◆ **Task brief**: Pick out every line in the listing that follows that contains the word "below", and copy each of those lines.

◆ **Supplied entries**:
%%
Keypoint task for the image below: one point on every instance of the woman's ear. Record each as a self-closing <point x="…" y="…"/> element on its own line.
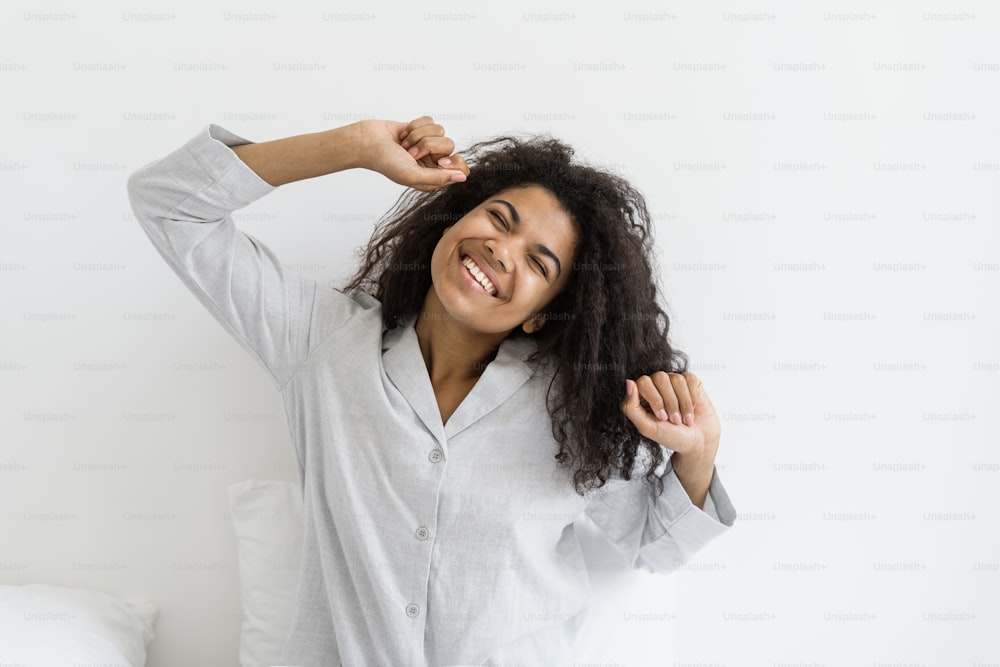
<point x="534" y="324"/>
%%
%%
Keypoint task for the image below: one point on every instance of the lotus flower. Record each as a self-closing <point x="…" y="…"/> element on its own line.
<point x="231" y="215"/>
%%
%%
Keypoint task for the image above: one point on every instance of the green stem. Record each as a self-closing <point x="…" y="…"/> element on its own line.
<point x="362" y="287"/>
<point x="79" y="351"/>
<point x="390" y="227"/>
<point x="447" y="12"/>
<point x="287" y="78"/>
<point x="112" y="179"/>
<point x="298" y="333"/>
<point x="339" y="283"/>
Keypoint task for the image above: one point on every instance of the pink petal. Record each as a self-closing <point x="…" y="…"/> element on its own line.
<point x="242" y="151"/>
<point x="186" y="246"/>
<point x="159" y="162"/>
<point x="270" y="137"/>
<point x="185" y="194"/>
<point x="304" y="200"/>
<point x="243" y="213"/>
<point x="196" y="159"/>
%%
◆ **Written solution**:
Keypoint task for the image below: one point on every instance of the woman's ear. Record each as a self-closing <point x="…" y="…"/> element on its own line.
Keypoint task for the image below: one point on every instance of the lotus flower. Record each as a self-closing <point x="…" y="…"/> element on its own line.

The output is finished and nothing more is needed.